# Your instructions
Reproduce the stretch from the start of the items through the line containing "233L854 235L844 247L881", replacing "outline" with "contour" and leaving everything else unchanged.

# Given entries
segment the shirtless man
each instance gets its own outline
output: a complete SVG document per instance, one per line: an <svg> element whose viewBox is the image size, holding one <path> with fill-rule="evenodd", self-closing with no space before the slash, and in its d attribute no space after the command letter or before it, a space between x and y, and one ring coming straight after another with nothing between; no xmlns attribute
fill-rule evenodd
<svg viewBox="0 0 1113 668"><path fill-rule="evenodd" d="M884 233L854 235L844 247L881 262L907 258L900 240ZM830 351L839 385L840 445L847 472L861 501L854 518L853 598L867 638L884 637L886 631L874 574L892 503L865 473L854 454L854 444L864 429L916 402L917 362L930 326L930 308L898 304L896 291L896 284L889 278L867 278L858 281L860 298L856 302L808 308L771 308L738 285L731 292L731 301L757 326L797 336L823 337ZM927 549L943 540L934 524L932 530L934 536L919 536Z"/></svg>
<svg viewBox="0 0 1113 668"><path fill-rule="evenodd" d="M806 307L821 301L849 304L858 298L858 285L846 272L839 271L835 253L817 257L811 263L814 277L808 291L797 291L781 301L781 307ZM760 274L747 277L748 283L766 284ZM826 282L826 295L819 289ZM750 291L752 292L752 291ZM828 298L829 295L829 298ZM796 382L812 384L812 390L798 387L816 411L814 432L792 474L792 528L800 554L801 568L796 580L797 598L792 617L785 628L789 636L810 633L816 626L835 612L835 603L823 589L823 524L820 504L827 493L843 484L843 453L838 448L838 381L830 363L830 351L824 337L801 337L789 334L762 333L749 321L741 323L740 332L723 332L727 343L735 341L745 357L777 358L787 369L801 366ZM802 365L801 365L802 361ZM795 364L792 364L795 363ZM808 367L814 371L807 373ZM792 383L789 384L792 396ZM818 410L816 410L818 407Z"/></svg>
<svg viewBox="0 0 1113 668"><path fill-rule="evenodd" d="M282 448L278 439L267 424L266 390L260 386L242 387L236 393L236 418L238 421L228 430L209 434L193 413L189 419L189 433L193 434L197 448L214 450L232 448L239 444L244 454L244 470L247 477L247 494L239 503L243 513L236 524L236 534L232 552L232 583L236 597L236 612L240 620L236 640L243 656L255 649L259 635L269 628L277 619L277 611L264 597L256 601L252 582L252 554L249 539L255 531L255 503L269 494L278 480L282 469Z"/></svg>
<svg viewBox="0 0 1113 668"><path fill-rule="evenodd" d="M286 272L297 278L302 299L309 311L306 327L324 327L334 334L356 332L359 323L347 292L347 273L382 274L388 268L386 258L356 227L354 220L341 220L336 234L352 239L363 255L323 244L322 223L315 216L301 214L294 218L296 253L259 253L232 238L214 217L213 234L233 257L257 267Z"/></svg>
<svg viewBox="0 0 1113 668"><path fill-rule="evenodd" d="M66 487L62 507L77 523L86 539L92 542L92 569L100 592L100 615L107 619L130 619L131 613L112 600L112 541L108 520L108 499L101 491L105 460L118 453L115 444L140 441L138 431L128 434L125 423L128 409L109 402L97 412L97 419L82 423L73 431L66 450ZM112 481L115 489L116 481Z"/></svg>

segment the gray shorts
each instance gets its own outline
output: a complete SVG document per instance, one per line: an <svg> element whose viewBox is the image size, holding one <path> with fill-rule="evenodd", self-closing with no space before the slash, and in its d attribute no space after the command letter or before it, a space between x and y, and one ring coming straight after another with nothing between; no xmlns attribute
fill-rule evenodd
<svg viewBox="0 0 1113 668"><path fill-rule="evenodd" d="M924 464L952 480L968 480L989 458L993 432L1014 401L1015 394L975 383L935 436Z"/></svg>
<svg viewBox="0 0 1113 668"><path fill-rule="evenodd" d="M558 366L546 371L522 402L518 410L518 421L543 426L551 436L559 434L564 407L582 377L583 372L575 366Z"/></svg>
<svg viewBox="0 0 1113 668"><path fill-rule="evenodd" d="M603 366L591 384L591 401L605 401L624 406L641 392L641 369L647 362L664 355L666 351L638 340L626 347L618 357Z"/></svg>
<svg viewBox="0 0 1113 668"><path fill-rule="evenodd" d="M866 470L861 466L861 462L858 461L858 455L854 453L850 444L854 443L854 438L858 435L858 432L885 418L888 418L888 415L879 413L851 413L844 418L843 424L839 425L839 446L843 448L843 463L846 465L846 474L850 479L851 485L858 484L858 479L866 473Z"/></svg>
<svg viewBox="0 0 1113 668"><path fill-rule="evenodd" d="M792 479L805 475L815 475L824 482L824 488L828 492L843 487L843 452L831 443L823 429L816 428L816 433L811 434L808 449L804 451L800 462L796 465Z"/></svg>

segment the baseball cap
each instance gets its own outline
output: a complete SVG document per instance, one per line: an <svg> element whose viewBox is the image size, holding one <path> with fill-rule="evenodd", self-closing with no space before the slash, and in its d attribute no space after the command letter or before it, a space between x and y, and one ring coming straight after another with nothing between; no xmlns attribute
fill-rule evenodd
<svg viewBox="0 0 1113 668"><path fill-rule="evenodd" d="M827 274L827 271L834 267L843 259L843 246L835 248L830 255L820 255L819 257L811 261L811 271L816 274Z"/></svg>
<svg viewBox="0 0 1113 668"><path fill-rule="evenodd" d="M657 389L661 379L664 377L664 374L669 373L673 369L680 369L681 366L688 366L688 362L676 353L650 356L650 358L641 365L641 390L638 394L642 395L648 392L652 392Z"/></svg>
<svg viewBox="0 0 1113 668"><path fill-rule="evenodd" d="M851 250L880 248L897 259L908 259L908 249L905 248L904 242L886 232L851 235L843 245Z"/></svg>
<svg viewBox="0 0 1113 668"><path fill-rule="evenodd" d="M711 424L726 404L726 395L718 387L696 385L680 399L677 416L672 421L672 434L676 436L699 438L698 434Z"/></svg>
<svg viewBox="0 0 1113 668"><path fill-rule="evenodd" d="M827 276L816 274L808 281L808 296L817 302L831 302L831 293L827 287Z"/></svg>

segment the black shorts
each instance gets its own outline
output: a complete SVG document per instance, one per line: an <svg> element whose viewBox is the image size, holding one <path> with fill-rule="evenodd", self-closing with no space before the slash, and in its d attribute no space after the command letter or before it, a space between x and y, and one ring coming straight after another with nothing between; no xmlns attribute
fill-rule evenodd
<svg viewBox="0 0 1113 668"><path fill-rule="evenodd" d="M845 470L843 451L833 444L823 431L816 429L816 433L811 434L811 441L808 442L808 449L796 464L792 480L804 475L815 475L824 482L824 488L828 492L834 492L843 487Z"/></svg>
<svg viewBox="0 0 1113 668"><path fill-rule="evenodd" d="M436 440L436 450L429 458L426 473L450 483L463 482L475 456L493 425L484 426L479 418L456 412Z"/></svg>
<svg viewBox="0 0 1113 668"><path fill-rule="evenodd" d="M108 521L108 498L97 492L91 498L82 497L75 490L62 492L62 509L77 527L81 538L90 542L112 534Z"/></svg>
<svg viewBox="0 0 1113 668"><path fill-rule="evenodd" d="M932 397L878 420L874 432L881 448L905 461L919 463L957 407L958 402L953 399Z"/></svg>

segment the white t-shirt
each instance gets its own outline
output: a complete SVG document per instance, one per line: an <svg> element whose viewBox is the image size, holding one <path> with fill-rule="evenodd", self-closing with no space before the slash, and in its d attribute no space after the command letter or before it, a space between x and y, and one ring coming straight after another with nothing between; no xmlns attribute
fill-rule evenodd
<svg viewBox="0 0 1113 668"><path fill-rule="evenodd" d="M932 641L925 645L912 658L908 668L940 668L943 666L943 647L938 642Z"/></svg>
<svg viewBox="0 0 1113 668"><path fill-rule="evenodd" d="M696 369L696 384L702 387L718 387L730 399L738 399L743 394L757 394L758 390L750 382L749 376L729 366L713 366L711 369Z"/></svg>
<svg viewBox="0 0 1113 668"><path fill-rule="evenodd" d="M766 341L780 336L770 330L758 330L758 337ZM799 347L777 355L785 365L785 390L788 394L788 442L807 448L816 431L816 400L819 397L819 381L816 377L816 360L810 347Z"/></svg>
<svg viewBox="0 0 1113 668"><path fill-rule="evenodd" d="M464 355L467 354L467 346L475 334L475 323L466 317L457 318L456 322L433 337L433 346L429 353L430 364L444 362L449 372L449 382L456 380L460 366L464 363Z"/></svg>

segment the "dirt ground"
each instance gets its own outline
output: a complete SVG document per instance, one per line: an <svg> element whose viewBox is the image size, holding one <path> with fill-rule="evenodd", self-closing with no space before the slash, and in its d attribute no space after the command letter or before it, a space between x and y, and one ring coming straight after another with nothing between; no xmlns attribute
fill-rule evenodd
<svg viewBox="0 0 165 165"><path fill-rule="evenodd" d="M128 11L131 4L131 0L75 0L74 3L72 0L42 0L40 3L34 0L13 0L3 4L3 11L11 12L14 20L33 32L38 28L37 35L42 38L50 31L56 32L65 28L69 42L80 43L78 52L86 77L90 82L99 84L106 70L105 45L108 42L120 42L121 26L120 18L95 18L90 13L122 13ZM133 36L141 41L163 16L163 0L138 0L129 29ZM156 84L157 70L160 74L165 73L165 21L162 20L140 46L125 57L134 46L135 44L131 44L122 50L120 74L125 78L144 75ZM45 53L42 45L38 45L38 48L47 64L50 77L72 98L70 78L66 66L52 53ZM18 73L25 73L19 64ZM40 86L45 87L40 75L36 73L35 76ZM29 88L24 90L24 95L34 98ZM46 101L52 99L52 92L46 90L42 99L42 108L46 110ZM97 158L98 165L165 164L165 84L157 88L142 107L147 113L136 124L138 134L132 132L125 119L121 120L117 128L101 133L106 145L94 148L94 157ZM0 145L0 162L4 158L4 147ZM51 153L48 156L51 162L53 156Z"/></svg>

# Final result
segment the shirtless man
each instance gets its own contour
output: a complete SVG document per instance, one per line: an <svg> element whose viewBox is the image size, holding one <path> with fill-rule="evenodd", self-closing with no space before the slash, and in its d attribute no space after the command letter or before it, a space between x and y, and one ring coming straight after another with nothing between; no xmlns attribute
fill-rule evenodd
<svg viewBox="0 0 1113 668"><path fill-rule="evenodd" d="M884 233L854 235L844 247L881 262L907 258L900 240ZM830 351L839 385L840 445L847 472L861 501L854 518L853 598L867 638L884 637L886 631L874 574L892 503L865 473L854 454L854 444L864 429L916 402L917 362L930 326L930 308L898 304L896 291L896 284L889 278L867 278L858 281L860 298L856 302L808 308L771 308L738 285L731 292L731 301L757 326L797 336L823 337ZM927 549L943 540L934 524L932 530L934 536L919 536Z"/></svg>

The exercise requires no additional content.